## DIRECTIONS
Reproduce the data below, beginning at the line that has "target: hillside silhouette" and stopping after the line that has "[[254,190],[255,1],[0,6],[1,185]]", with the requests included and every x and y vertex coordinate in the answers shifted by -96. Leave the pictures out of your output.

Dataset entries
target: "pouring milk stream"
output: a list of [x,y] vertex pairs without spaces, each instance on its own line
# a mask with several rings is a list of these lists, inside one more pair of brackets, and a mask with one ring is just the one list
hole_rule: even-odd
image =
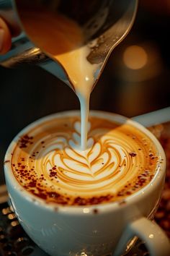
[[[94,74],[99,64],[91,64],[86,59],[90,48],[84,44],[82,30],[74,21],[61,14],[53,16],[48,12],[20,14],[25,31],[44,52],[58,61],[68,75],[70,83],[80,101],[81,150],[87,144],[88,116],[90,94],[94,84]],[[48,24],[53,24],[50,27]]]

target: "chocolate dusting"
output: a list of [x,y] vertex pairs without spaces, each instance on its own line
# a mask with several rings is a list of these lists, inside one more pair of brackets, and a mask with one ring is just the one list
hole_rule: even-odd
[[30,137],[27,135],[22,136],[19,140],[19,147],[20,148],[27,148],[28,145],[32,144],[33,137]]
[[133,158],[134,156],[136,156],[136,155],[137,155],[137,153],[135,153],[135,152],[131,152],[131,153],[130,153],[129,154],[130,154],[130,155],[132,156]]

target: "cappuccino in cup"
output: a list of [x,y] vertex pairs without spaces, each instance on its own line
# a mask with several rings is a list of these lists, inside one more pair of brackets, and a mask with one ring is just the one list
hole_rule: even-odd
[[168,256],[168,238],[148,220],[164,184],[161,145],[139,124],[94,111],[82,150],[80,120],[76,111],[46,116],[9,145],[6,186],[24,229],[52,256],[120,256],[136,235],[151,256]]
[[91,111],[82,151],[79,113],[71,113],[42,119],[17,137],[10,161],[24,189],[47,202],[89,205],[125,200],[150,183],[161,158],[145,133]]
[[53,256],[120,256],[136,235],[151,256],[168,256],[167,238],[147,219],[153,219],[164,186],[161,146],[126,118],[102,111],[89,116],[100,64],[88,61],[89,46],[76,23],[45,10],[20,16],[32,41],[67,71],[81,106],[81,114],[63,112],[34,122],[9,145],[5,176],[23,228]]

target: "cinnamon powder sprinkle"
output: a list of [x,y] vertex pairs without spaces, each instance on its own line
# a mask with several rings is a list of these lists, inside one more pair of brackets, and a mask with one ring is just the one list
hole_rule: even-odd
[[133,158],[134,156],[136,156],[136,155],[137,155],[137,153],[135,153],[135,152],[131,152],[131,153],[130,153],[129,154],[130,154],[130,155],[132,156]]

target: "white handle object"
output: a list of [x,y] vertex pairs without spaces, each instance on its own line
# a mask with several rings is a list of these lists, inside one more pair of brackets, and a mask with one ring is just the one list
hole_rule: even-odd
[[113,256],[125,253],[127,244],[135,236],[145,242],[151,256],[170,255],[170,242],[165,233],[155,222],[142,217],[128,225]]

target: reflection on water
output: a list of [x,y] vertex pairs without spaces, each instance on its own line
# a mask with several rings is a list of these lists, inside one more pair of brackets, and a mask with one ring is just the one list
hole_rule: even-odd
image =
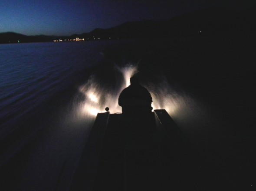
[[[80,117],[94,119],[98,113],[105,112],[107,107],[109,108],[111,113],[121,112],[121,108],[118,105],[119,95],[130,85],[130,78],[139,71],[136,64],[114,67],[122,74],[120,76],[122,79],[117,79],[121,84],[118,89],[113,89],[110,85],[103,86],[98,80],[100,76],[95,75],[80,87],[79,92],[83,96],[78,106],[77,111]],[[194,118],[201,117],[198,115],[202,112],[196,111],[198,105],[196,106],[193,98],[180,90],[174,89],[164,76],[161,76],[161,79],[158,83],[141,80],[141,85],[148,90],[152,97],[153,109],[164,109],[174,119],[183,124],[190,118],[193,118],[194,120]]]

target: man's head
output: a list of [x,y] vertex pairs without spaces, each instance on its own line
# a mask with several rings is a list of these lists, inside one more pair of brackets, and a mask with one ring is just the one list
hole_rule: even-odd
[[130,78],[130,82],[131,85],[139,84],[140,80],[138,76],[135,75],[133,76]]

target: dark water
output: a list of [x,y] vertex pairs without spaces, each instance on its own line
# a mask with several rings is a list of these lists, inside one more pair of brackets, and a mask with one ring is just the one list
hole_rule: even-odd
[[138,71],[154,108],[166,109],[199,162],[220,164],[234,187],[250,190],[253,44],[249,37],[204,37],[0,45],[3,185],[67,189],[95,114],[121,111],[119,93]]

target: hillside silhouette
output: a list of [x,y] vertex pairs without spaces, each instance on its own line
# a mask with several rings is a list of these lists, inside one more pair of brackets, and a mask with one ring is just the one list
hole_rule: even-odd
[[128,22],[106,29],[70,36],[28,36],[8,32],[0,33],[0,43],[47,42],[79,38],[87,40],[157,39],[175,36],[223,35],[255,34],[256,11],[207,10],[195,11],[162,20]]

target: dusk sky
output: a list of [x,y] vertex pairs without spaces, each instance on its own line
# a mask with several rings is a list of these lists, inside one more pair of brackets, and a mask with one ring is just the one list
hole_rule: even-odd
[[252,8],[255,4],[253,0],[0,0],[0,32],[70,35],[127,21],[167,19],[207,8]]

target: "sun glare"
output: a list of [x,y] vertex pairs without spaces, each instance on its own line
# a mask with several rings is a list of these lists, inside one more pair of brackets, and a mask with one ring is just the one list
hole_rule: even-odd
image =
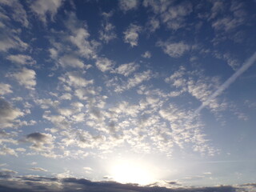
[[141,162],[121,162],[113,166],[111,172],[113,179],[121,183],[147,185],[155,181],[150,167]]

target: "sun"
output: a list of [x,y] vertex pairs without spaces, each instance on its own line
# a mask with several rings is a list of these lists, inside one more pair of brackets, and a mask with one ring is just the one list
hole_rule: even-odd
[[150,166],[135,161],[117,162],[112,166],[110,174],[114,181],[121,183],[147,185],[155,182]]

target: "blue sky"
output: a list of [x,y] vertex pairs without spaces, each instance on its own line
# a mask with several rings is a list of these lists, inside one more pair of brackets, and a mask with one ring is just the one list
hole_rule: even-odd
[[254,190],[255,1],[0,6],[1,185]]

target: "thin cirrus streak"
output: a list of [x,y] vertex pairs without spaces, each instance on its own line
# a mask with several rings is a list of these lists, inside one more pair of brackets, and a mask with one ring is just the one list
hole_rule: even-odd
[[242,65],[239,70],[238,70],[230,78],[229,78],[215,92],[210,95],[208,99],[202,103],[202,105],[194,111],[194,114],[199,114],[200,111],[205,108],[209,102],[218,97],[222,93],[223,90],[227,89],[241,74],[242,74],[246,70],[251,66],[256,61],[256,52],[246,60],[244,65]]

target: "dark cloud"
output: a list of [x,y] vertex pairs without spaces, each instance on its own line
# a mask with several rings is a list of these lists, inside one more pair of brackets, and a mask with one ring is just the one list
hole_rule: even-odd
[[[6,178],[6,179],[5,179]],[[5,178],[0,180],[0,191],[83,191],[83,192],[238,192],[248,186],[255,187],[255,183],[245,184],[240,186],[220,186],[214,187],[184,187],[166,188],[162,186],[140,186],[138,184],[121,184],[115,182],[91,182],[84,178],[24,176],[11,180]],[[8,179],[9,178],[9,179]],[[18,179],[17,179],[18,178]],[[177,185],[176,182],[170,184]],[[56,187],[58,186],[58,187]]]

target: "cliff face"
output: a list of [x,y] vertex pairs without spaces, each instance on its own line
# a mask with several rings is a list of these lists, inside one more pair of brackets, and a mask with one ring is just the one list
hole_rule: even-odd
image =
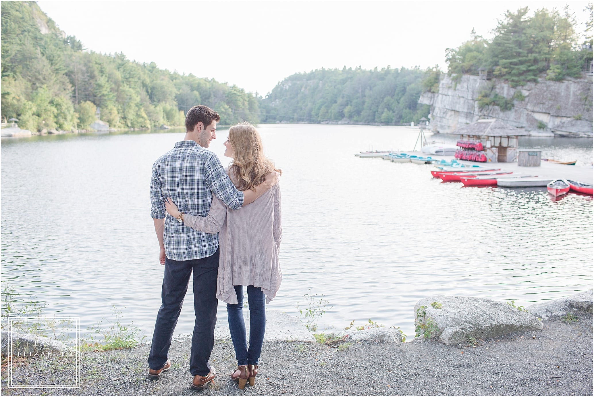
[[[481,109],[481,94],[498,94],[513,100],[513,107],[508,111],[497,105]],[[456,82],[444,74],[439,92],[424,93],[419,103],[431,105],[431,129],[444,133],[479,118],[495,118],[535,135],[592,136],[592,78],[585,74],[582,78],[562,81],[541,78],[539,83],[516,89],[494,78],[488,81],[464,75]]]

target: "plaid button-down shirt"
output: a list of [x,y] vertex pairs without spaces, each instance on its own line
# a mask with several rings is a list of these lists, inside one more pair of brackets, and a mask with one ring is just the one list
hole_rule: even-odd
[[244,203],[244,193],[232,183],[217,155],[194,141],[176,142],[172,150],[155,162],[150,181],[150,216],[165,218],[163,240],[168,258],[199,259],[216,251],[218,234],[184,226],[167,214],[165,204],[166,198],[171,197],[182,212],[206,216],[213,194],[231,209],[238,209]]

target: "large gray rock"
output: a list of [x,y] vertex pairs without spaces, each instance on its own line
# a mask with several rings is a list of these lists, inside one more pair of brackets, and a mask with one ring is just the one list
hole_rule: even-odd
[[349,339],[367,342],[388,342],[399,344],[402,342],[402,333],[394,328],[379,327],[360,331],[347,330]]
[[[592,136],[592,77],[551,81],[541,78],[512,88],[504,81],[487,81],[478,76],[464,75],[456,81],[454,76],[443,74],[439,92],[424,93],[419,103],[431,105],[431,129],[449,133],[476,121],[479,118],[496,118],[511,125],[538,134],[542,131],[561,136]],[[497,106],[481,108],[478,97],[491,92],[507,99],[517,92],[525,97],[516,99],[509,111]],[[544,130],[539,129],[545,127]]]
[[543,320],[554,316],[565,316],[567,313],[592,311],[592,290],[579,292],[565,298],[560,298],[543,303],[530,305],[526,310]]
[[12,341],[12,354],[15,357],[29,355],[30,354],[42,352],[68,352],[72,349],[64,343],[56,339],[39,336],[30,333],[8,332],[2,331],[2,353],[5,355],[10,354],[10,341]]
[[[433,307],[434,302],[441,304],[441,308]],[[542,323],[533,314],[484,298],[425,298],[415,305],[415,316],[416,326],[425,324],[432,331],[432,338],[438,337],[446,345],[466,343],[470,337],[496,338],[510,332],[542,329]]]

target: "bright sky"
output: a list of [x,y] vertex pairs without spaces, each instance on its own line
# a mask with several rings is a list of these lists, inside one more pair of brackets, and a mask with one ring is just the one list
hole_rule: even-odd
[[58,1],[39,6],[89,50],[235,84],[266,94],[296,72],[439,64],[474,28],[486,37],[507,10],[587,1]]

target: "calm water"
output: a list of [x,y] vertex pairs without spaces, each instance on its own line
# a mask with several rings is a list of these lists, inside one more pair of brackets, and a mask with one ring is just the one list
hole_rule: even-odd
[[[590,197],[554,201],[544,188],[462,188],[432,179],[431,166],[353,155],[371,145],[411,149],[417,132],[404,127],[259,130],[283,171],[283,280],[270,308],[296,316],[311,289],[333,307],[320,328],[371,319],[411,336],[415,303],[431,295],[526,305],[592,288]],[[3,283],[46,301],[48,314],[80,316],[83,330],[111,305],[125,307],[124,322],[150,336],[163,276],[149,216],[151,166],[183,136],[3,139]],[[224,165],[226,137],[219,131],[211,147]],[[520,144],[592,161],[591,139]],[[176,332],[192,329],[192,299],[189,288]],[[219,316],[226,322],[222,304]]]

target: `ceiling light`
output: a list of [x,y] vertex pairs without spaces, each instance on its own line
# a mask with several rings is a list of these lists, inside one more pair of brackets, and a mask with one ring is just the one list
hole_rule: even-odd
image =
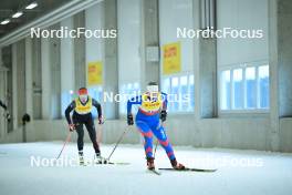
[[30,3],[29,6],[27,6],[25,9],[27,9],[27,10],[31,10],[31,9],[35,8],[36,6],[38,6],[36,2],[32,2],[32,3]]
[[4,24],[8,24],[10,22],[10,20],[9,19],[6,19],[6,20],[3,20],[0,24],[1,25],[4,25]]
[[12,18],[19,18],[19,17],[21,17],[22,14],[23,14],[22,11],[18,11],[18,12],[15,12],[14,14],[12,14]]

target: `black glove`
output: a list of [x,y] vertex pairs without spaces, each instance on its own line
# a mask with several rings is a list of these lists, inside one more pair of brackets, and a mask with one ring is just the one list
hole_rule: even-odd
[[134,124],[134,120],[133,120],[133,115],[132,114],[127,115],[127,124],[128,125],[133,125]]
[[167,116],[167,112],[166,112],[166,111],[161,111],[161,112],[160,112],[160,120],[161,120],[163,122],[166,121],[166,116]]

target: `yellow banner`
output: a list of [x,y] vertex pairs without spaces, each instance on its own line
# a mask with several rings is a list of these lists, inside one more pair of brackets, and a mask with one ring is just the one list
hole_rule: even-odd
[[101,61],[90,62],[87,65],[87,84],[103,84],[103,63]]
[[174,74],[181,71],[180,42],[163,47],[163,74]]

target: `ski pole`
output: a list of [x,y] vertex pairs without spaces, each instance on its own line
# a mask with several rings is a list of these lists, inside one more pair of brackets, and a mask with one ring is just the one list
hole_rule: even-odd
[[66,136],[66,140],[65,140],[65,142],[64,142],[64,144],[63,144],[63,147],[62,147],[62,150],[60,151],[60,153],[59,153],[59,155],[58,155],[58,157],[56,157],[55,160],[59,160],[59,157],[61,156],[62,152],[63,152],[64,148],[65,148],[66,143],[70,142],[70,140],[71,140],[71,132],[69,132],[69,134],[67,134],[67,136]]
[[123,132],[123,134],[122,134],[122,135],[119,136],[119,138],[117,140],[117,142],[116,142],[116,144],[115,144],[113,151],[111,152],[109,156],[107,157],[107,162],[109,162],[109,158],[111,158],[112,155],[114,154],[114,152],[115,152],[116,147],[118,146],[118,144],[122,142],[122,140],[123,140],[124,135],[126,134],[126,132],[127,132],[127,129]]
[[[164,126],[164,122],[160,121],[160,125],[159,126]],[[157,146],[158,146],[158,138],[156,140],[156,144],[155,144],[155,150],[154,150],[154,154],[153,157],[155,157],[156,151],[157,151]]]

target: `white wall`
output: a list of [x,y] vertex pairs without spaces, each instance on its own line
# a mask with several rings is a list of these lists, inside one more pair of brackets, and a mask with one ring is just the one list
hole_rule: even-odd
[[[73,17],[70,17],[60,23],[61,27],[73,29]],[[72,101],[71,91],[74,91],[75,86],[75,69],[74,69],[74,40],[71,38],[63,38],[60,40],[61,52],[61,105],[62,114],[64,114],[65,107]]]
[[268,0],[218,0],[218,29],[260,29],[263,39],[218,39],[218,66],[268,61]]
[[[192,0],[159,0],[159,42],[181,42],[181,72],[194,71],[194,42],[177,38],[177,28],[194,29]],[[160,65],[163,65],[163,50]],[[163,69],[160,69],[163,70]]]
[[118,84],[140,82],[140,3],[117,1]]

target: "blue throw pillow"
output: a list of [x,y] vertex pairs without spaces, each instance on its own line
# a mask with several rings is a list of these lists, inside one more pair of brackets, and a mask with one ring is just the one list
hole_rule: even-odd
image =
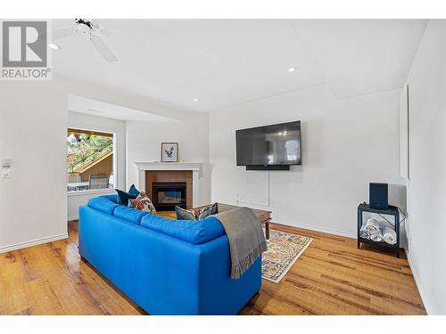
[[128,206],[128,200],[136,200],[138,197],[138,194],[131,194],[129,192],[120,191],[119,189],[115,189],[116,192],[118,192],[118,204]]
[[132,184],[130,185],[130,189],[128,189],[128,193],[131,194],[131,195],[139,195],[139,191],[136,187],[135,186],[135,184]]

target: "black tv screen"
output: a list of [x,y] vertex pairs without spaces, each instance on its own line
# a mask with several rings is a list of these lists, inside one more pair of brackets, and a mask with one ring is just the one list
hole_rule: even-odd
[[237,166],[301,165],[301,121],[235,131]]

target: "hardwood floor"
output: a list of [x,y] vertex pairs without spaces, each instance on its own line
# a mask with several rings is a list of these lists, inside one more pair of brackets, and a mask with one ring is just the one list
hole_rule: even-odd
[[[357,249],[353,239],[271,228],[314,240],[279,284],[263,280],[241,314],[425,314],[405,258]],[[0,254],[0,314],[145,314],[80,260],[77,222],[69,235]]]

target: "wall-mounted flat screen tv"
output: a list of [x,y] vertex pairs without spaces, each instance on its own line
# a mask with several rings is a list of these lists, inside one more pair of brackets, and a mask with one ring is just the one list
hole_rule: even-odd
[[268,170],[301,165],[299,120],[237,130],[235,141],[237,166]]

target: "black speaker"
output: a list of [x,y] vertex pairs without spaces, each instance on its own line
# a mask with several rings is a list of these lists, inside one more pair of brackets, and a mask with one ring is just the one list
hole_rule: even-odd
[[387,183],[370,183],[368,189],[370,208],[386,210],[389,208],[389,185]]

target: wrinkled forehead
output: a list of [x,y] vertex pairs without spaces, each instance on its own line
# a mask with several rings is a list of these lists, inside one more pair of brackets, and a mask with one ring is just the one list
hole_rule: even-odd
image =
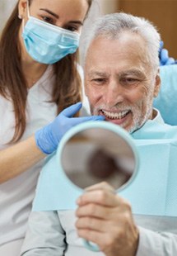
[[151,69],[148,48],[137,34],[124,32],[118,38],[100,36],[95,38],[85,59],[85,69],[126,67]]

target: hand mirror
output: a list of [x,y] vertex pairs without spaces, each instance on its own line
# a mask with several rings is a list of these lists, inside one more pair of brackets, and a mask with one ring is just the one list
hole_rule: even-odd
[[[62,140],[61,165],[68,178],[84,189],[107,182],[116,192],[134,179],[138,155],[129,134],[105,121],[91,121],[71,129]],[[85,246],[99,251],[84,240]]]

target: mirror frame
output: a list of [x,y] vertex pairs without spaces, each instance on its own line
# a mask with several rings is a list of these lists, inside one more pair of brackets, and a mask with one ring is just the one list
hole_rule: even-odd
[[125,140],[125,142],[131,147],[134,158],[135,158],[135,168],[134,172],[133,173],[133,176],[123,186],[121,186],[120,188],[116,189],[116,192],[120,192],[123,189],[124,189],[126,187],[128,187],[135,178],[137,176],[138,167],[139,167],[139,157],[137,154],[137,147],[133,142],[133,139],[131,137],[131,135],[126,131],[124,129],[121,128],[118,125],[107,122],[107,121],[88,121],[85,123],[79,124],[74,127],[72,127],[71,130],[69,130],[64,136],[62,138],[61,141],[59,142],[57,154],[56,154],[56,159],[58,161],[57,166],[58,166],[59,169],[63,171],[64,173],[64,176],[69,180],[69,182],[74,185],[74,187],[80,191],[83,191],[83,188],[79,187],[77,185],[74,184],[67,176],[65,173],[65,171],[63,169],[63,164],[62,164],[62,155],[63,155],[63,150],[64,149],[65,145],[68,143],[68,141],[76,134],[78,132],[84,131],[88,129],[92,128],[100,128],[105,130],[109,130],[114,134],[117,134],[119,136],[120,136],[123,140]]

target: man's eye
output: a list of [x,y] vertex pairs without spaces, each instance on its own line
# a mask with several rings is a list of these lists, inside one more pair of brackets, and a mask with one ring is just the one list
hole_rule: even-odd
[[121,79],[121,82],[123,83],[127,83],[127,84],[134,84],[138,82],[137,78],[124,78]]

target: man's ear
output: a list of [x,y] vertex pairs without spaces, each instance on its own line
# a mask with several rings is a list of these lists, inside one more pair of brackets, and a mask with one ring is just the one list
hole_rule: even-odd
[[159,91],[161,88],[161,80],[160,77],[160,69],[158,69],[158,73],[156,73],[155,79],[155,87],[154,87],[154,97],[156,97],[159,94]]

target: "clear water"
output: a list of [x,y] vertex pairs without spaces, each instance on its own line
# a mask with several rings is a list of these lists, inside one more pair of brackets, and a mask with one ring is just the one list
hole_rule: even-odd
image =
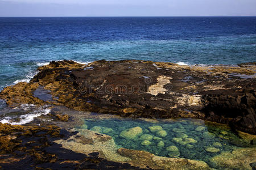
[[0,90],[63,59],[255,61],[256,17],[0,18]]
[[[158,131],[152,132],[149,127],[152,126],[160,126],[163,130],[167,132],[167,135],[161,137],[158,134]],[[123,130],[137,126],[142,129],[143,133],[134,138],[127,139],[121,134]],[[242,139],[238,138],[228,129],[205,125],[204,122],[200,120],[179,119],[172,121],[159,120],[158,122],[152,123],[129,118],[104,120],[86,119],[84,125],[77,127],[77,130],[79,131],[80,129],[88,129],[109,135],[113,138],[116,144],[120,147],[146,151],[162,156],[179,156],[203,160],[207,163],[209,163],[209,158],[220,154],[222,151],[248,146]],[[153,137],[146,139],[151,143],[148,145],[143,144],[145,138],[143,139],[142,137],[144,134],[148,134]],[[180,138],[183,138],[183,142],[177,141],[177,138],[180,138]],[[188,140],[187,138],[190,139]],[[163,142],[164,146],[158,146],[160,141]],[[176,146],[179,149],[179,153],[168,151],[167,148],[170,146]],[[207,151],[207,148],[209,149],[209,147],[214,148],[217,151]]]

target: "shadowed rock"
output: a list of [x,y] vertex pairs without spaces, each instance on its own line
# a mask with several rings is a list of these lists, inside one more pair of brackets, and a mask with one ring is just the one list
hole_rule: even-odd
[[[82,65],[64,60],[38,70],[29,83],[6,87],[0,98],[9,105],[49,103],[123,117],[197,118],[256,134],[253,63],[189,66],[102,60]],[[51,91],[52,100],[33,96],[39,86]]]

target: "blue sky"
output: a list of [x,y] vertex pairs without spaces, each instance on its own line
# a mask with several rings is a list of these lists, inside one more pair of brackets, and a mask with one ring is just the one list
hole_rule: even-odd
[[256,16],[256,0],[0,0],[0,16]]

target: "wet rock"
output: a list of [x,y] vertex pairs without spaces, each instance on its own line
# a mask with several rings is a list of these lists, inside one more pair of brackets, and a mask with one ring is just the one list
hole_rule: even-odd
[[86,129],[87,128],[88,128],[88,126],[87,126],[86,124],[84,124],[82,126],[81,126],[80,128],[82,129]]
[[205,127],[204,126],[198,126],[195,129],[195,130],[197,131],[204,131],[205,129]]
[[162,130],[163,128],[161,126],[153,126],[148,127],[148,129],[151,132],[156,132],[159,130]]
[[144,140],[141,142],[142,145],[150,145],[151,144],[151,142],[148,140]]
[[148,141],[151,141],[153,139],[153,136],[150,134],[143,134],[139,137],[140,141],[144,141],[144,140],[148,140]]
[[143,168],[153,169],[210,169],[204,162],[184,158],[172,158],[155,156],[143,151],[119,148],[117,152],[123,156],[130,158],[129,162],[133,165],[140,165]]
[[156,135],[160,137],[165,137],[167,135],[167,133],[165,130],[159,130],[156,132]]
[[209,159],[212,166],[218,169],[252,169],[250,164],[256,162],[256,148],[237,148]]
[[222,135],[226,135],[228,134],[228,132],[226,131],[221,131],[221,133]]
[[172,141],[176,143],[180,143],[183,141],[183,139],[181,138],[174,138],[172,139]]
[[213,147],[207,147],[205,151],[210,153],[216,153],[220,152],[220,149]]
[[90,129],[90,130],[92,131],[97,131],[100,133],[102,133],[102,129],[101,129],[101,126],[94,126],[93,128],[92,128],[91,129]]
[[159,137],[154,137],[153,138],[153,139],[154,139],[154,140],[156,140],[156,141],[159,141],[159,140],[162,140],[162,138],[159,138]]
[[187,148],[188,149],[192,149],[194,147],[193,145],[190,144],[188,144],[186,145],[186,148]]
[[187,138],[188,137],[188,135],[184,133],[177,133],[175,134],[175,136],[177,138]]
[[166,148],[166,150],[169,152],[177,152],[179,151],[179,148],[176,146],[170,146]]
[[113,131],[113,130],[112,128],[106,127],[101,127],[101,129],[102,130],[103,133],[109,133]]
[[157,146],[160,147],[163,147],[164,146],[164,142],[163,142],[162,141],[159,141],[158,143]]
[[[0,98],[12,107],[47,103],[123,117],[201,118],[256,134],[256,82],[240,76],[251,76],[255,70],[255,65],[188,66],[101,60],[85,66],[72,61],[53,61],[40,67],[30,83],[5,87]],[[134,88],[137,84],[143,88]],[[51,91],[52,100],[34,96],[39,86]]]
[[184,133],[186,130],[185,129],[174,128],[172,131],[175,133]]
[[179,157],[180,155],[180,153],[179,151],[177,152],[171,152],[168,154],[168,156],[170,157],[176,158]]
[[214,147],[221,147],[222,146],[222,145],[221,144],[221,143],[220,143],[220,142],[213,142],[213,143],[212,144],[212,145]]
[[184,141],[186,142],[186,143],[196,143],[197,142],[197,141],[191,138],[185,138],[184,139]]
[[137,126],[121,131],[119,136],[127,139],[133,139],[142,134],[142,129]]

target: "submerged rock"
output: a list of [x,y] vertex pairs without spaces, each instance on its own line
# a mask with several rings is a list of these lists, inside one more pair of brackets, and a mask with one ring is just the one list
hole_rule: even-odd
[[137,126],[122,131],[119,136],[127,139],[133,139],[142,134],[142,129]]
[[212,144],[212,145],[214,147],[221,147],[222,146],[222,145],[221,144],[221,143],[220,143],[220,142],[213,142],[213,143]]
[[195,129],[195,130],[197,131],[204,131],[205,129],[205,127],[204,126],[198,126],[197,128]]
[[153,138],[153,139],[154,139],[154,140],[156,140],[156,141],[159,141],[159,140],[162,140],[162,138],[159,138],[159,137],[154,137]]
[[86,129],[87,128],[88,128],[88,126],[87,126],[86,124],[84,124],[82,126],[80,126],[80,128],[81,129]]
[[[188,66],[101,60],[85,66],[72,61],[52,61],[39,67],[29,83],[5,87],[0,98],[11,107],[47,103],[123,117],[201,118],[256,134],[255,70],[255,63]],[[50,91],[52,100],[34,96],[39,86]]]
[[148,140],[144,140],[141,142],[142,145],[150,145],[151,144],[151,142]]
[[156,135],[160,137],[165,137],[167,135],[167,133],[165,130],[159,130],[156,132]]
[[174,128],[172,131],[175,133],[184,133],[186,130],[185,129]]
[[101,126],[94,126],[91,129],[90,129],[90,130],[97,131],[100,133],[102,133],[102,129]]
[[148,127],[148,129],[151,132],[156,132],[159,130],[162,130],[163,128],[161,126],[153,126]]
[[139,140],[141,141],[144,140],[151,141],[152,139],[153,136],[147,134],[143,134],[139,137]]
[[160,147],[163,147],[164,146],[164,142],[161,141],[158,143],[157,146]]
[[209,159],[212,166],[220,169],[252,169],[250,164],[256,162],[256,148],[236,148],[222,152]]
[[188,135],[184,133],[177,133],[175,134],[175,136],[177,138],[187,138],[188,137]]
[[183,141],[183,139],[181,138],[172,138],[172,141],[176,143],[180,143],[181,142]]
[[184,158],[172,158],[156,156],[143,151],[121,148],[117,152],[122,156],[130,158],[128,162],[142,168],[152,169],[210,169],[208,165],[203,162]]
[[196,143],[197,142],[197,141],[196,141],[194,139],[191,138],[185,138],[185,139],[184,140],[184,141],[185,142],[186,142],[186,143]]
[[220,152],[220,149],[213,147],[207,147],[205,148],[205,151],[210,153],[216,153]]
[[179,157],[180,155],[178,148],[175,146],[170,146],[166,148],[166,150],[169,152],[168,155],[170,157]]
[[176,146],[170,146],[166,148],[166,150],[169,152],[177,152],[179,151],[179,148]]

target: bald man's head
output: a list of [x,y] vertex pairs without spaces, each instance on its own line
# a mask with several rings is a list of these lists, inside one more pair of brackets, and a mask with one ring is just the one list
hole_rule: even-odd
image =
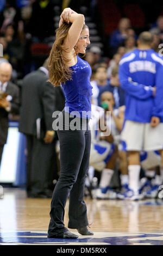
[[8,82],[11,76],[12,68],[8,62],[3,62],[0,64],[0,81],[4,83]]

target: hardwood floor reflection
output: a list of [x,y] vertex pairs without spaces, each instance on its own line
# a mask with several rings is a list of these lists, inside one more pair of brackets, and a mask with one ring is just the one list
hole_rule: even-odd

## OUTPUT FOR THIS EXERCISE
target: hillside silhouette
output: a list of [x,y] vertex pairs without spaces, each instance on its own line
# a mask with several rings is a list of these lists, inside one more pair of brackets, and a mask with one ring is just the one list
hole_rule: even-odd
[[32,-74],[10,-67],[-26,-60],[-68,-60],[-88,-64],[-96,-63],[-96,-53],[-49,-54],[-17,-58],[-9,-56],[61,-57],[79,-60],[127,-61],[159,-62],[160,-85],[111,-86],[99,-85],[66,-76]]

target: dusk sky
output: a list of [x,y] vertex pairs without spaces, each instance on its own line
# a mask with several rings is a list of these lists, inside one more pair of brackets, and a mask with one ring is just the one list
hole_rule: even-odd
[[156,-88],[159,-92],[157,-96],[-96,-96],[-96,-64],[-26,-61],[31,-75],[71,-77],[111,-88]]

target: "sun glare"
output: a list of [x,y] vertex pairs without spaces, each instance on its own line
# a mask with several rings is a list of these lists, inside one more pair of brackets, and a mask with one ring is just the one list
hole_rule: even-odd
image =
[[45,66],[25,66],[17,70],[15,76],[17,83],[25,87],[51,89],[59,85],[54,71]]

target: "sun"
output: a list of [x,y] vertex pairs without spaces, each instance on its own line
# a mask with several rings is a list of these lists, inside one more pair of brackets, and a mask with one ring is just the one list
hole_rule: even-odd
[[54,70],[39,65],[21,66],[16,70],[14,78],[18,85],[25,87],[51,89],[59,86]]

target: "blue sky"
output: a list of [x,y] vertex pairs without spaces, each instance on its own line
# a mask with several rings is a list of these lists, inside one more pair of brackets, and a mask with one ring is just the one list
hole_rule: even-odd
[[158,94],[159,-95],[-96,-90],[-95,89]]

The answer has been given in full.